### RECORDS TO PROCESS ###

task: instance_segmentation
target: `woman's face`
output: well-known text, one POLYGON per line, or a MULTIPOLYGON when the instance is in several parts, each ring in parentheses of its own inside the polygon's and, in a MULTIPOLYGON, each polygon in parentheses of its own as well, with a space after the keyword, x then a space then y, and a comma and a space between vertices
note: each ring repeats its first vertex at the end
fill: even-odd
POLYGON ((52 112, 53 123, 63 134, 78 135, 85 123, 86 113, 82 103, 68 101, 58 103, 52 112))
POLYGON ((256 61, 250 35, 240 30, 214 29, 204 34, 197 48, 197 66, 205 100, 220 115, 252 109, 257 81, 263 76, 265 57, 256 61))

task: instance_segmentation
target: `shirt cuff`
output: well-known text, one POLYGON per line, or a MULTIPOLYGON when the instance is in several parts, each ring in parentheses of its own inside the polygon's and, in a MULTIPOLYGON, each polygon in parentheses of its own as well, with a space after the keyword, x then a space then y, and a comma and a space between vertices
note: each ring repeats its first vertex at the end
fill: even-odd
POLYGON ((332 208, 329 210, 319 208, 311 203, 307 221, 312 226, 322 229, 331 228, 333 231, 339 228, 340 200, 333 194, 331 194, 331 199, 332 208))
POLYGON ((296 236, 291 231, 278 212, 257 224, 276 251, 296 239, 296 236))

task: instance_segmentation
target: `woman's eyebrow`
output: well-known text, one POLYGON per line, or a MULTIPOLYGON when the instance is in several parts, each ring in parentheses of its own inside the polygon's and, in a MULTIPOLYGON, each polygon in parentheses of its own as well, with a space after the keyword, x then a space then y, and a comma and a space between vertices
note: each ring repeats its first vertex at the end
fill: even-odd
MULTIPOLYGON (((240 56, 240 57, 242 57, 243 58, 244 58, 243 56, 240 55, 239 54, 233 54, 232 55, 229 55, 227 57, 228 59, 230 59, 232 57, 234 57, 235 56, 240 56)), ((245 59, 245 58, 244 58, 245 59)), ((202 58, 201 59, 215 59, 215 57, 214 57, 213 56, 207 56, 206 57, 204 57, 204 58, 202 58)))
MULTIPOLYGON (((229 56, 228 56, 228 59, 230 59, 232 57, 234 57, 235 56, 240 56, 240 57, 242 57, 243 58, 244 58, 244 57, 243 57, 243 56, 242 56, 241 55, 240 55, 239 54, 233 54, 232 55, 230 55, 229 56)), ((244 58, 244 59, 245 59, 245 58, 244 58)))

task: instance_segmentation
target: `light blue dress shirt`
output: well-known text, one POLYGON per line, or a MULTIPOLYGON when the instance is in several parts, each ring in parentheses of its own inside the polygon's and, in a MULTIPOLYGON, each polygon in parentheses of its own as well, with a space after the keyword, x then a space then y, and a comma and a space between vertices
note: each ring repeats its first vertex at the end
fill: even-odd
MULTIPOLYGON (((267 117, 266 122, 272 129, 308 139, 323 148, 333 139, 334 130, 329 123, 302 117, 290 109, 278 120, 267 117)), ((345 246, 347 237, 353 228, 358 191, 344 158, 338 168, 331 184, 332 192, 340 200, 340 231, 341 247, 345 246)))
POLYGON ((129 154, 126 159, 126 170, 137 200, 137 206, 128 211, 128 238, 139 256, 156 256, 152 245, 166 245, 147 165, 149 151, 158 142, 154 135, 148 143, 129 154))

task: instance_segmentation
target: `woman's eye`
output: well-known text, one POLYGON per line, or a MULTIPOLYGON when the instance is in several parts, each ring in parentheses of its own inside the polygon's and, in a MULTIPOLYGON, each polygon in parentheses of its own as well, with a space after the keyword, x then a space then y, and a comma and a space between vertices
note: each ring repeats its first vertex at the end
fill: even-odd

###

YOUR INSTRUCTIONS
Select each line of the entries above that contains the string "woman", treating uppercase and lowercase letters as distinct.

THE ANSWER
target: `woman's face`
target: `woman's eyebrow`
target: `woman's eye`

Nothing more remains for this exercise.